Proxmox just died with: nvme nvme0: controller is down; will reset: CSTS=0xffffffff, PCI_STATUS=0x10

Looking into this further, I think it might just be an issue with power states:

https://bugs.launchpad.net/ubuntu/+source/linux/+bug/1705748
https://bugzilla.kernel.org/show_bug.cgi?id=195039
https://docs.microsoft.com/en-us/wi...-management-for-storage-hardware-devices-nvme

On the WD SN850 I have:

Code:
ps    0 : mp:9.00W operational enlat:0 exlat:0 rrt:0 rrl:0
          rwt:0 rwl:0 idle_power:0.6300W active_power:9.00W
ps    1 : mp:4.10W operational enlat:0 exlat:0 rrt:0 rrl:0
          rwt:0 rwl:0 idle_power:0.6300W active_power:4.10W
ps    2 : mp:3.50W operational enlat:0 exlat:0 rrt:0 rrl:0
          rwt:0 rwl:0 idle_power:0.6300W active_power:3.50W
ps    3 : mp:0.0250W non-operational enlat:5000 exlat:10000 rrt:3 rrl:3
          rwt:3 rwl:3 idle_power:0.0250W active_power:-
ps    4 : mp:0.0050W non-operational enlat:5000 exlat:45000 rrt:4 rrl:4
          rwt:4 rwl:4 idle_power:0.0050W active_power:-

Code:
nvme get-feature -f 0x0c -H /dev/nvme0
get-feature:0xc (Autonomous Power State Transition), Current value:0x000001
    Autonomous Power State Transition Enable (APSTE): Enabled
    Auto PST Entries    .................

++++

Task: Resume the forum post about the NVMe drive dropping out under Proxmox, picking up right after its last line.

Dataset extract:

++++

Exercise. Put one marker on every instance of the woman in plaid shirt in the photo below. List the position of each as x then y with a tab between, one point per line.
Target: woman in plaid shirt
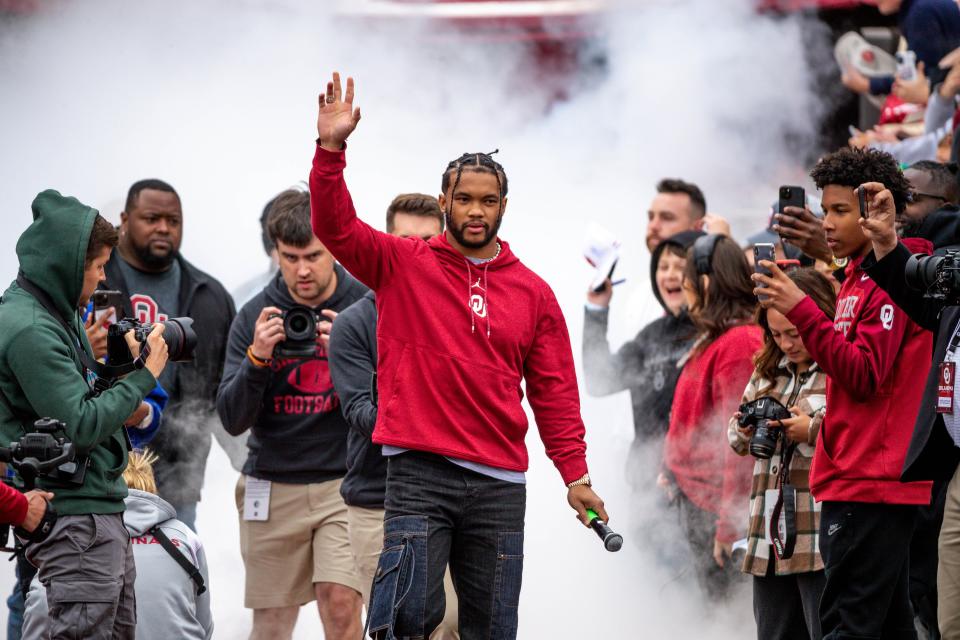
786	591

++++

Answer for the task:
    Entry[ 0]
    .................
    Idle Time Prior to Transition (ITPT): 750 ms
    Idle Transition Power State   (ITPS): 3
    .................
    Entry[ 1]
    .................
    Idle Time Prior to Transition (ITPT): 750 ms
    Idle Transition Power State   (ITPS): 3
    .................
    Entry[ 2]
    .................
    Idle Time Prior to Transition (ITPT): 750 ms
    Idle Transition Power State   (ITPS): 3
    .................
    Entry[ 3]
    .................
    Idle Time Prior to Transition (ITPT): 2500 ms
    Idle Transition Power State   (ITPS): 4
    .................
 
Last edited:
  • Like
Reactions: leesteken
I think I may be near the end of the journey https://git.launchpad.net/~ubuntu-k.../?id=47add9f75714fabd3702dca0e5899a56d2f3ee2f

Essentially, it seems some deep power states are not working on some SSDs on Linux, and there's a quirk patch.

That said, the annoying thing is how to reliably reproduce this error in order to be confident in the solution.

I've sent an email to the linux-nvme mailgroup offering to try the quirk http://lists.infradead.org/pipermail/linux-nvme/2022-May/thread.html

I see there's a fairly recent one as well on the same topic, but for a Seagate Firecuda 530: http://lists.infradead.org/pipermail/linux-nvme/2022-May/031923.html

I just worked out how to search the linux-nvme mailgroup. You can see there's loads of reports on this https://lore.kernel.org/linux-nvme/?q="controller+is+down"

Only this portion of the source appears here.